*TEXT SHOWN*

A. J. Harmon

No. 98, 75
- Position: Offensive tackle

Personal information
- Born: January 5, 1989 (age 37) Wadley, Georgia, U.S.
- Listed height: 6 ft 5 in (1.96 m)
- Listed weight: 320 lb (145 kg)

Career information
- High school: Jefferson County (Louisville, Georgia)
- College: Cumberland
- NFL draft: 2014: undrafted

Career history
- Tampa Bay Storm (2015)*; Cedar Rapids Titans (2015–2016); Jacksonville Sharks (2017); Atlanta Havoc (2018); Columbus Lions (2019–?);
- * Offseason or practice squad member only

Awards and highlights
- NAL champion (2017); Second-team AFCA-NAIA Coaches’ All-America honors; U.S. Army All-American Bowl (2008); Second-team All-IFL (2016); First-team All-NAL (2017);
- Stats at ArenaFan.com

= A. J. Harmon =

American football player (born 1989)

*SUPPLIED MATERIAL*
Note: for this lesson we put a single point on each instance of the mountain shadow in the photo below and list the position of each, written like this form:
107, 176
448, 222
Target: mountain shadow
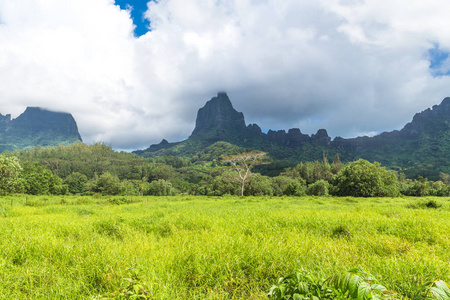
422, 147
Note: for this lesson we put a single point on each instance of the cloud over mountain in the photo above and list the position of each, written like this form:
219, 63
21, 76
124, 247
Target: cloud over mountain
352, 66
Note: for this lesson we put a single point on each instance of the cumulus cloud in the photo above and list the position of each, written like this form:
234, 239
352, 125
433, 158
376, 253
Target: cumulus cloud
352, 67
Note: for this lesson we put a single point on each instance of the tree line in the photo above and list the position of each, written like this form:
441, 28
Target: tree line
98, 169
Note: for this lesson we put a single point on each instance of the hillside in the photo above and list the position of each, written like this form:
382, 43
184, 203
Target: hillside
422, 147
37, 127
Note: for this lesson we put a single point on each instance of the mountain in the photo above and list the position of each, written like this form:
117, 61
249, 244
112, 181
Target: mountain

*DIRECTIVE*
Reproduce everything in the A. J. Harmon profile from "Personal information" down to "County (Louisville, Georgia)". The material bears no relation to the A. J. Harmon profile.

*SOLUTION TO THIS TASK*
Personal information
- Born: January 5, 1989 (age 37) Wadley, Georgia, U.S.
- Listed height: 6 ft 5 in (1.96 m)
- Listed weight: 320 lb (145 kg)

Career information
- High school: Jefferson County (Louisville, Georgia)